* TO DO *
An exact copy of all records is expected, minus the images.

[DATA LISTING Boundary: Start]

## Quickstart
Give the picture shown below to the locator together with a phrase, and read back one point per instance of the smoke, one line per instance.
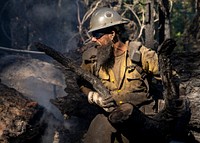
(39, 81)
(53, 23)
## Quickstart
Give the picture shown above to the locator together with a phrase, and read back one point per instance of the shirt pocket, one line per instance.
(133, 81)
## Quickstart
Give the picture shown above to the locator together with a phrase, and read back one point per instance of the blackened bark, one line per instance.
(20, 117)
(149, 29)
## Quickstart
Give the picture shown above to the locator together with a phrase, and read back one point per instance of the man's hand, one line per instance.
(104, 102)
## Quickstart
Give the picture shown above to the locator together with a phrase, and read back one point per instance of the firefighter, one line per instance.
(122, 66)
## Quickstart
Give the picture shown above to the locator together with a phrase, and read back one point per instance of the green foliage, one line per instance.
(181, 16)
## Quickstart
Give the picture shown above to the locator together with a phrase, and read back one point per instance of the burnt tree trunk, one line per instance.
(19, 117)
(170, 123)
(164, 21)
(149, 29)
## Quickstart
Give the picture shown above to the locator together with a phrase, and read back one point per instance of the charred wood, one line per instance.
(169, 124)
(20, 117)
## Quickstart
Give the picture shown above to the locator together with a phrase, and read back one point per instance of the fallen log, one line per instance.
(169, 124)
(20, 117)
(68, 63)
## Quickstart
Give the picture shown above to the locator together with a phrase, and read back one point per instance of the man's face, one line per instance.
(105, 51)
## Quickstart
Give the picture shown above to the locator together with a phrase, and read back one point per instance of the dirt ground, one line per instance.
(40, 81)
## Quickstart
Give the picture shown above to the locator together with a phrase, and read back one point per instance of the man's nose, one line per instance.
(94, 39)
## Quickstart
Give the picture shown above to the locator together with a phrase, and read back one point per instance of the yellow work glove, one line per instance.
(104, 102)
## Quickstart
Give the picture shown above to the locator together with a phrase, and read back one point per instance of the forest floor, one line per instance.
(185, 62)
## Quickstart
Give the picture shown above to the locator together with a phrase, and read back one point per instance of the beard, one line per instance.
(105, 57)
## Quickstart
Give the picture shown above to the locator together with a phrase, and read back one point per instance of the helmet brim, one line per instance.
(110, 25)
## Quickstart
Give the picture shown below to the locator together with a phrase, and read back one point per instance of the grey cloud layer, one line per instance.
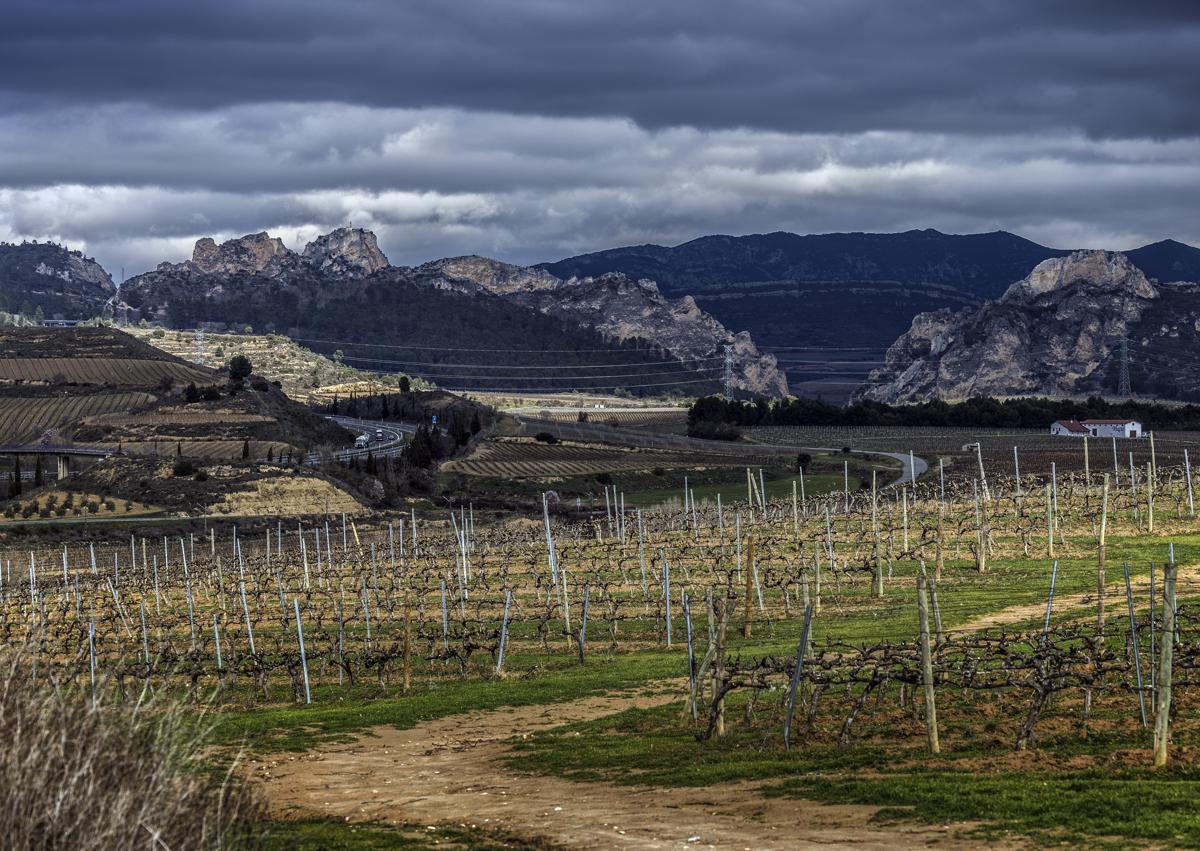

[DATA LISTING Boundary: End]

* TASK OUTPUT *
## Quickstart
Give the picture shown below to the locator together with a phrase, and read back one point per instance of the smoke, one line per instance.
(39, 81)
(53, 23)
## Quickstart
Give the picture shown above to the locator together with a phrase, and read back one point per instance of the shirt pocket, one line per instance.
(133, 81)
## Quickstart
Give the picture shown above to the locator together with a phrase, and read back one point per instance of the blackened bark, one line per instance.
(20, 117)
(149, 29)
## Quickstart
Give the picture shown above to the locator together with a phrase, and read back one point per instance of the man's hand, one line per instance.
(104, 102)
## Quickstart
Give the picture shown above to the locator together with a phrase, and read back one point per instance of the firefighter, one line per instance.
(122, 66)
## Quickstart
Give the picture shown above to the locator together with a phrase, and read back one point per instance of the green foliage, one line per instance.
(181, 16)
## Quickstart
Give the picture shown above to the locator together with a phrase, and read back one point per instance of the burnt tree trunk, one line per instance.
(19, 117)
(170, 123)
(164, 21)
(149, 29)
## Quickstart
Give the picture shown above to the locator together with a phrase, and read back one point per instance of the charred wood, one line per instance.
(169, 124)
(20, 117)
## Quickstart
Give the picture shown above to the locator together with a phrase, and read back one point per instance of the fallen log, one line per instance.
(169, 124)
(20, 117)
(68, 63)
## Quickstart
Give the picture shown above to the locator together with a phrase, and read back one point per instance of the man's face, one line per instance.
(105, 51)
## Quickstart
Give the picture shown above to the locator together with a phrase, and read back one point per instance of the dirt ground, one line per instance.
(40, 81)
## Quickstart
Give the picture shown above to the locator together with a phrase, and read back one point per instance of the man's nose, one line per instance.
(94, 39)
## Quickstart
Give the picture shown above to the locator together with a phrase, and read back one point per instance of the yellow work glove, one line per instance.
(104, 102)
## Quickstart
Give the picture shown above to the locator together with a phrase, and read back one point per instance of the forest floor, one line per instance.
(185, 62)
## Quickstart
Give the picture shown above to the locator together with a phrase, and read back one point per instance of the beard, one line per instance.
(105, 57)
## Quickstart
Give the picture shown above to the locator together with a phrase, and read back one point per instance of the helmet brim, one line per instance.
(110, 25)
## Quickstart
Give the picture shown below to the locator together with a phrase, and read back one point per instance of the grey cloud layer, one line per instance.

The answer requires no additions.